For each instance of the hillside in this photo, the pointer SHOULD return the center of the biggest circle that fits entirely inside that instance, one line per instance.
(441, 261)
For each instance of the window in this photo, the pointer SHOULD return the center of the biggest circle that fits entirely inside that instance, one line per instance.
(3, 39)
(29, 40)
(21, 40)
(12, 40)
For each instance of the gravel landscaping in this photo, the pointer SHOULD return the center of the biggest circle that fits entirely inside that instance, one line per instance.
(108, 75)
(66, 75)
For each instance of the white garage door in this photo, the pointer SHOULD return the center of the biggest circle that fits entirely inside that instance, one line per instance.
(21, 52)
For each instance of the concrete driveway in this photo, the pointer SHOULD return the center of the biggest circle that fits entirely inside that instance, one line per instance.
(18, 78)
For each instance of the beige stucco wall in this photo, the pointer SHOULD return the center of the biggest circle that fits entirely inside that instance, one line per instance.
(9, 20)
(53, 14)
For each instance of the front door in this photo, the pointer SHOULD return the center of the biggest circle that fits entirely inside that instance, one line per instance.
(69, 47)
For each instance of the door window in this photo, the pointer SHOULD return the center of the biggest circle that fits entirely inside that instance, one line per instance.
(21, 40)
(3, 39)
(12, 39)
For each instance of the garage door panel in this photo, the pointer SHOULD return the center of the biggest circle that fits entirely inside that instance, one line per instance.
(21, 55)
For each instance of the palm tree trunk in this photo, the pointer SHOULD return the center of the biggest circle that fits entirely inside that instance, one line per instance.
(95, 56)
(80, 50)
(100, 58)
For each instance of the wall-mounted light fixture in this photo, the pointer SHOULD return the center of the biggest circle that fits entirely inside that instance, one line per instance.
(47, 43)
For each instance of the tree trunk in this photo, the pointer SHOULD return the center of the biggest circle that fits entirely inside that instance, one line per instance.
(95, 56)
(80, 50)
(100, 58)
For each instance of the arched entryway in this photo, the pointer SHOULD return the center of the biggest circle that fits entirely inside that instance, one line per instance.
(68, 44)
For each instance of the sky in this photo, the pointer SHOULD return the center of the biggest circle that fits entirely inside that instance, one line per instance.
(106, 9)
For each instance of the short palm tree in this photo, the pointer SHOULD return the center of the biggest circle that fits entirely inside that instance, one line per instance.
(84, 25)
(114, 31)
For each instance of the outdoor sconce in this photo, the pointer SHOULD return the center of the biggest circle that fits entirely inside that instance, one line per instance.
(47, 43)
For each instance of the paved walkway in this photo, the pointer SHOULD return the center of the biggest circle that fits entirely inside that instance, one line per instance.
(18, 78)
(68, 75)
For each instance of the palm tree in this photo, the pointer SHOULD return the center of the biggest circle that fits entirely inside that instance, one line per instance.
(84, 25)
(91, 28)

============

* _Your task_
Recast all of the items above as a Markdown table with two columns, Row and Line. Give each line its row number and leave out any blank lines.

* _Answer to this problem_
| Row | Line |
|---|---|
| 1 | For each instance of the hillside in this photo, the pointer SHOULD return the center of the biggest circle that fits entirely inside that instance, one line per instance. |
| 2 | (441, 261) |
| 3 | For each instance of the window in this photo, the pointer SHOULD return the center of the biggest circle that fits entirely inside that instance, one line per instance. |
| 4 | (3, 39) |
| 5 | (29, 40) |
| 6 | (21, 40) |
| 7 | (12, 40) |
| 8 | For each instance of the gravel landscaping in this photo, the pointer SHOULD return the center of the biggest circle that fits entirely inside that instance, one line per instance. |
| 9 | (108, 75) |
| 10 | (66, 75) |
| 11 | For each instance of the white garage door in this photo, the pointer SHOULD return the center of the biggest circle that fits entirely inside that instance, one line per instance. |
| 12 | (21, 52) |
| 13 | For each instance of the concrete driveway in this photo, the pointer SHOULD return the center of the biggest circle that fits entirely inside that instance, one line per instance. |
| 14 | (18, 78) |
| 15 | For each instance of the beige stucco wall in this photo, the pointer SHOULD return the center of the biggest circle that fits entirely inside that instance, one line per instance. |
| 16 | (9, 20) |
| 17 | (53, 14) |
| 18 | For each instance of the front door in this photo, the pointer SHOULD return the center of the biggest circle that fits entirely inside that instance, one line per instance. |
| 19 | (69, 47) |
| 20 | For each instance of the door window in this photo, the pointer SHOULD return the center of the biggest circle that fits entirely inside that instance, one line per instance. |
| 21 | (21, 40) |
| 22 | (3, 39) |
| 23 | (12, 39) |
| 24 | For each instance of the garage door panel in this photo, the pointer SHOULD return the center of the biggest circle that fits entirely inside that instance, one line per instance. |
| 25 | (21, 55) |
| 26 | For each instance of the palm tree trunk in this photo, the pointer SHOULD return the center of the biggest circle that fits entirely inside that instance, one line per instance. |
| 27 | (95, 56) |
| 28 | (80, 50) |
| 29 | (100, 58) |
| 30 | For each instance of the wall-mounted light fixture in this photo, the pointer SHOULD return the center of the biggest circle that fits entirely inside that instance, one line per instance. |
| 31 | (47, 43) |
| 32 | For each instance of the tree trunk in this photo, the pointer SHOULD return the center of the biggest circle that fits entirely inside that instance, one line per instance. |
| 33 | (95, 56) |
| 34 | (80, 50) |
| 35 | (100, 58) |
| 36 | For each instance of the arched entryway in this photo, the pointer SHOULD return the center of the biggest circle that fits entirely inside that instance, one line per instance. |
| 37 | (68, 44) |
| 38 | For each instance of the sky in this photo, the pointer SHOULD return the center of the biggest circle that fits entirely inside that instance, one line per instance. |
| 39 | (106, 9) |
| 40 | For each instance of the short palm tree in this photo, the pointer SHOULD return the center of the biggest circle that fits entirely inside that instance, one line per instance. |
| 41 | (84, 25) |
| 42 | (114, 31) |
| 43 | For each instance of the outdoor sconce in this photo, the pointer SHOULD return the center of the biggest circle that fits entirely inside that instance, one line per instance. |
| 44 | (47, 43) |
| 45 | For each instance of the paved walkway in this photo, the pointer SHOULD return the center of the biggest circle that fits entirely inside that instance, one line per instance. |
| 46 | (18, 78) |
| 47 | (68, 75) |
| 48 | For each instance of the palm tree in this photo, the pointer SHOULD return the center of the biggest circle that fits entirely inside that instance, one line per instance. |
| 49 | (84, 25) |
| 50 | (91, 28) |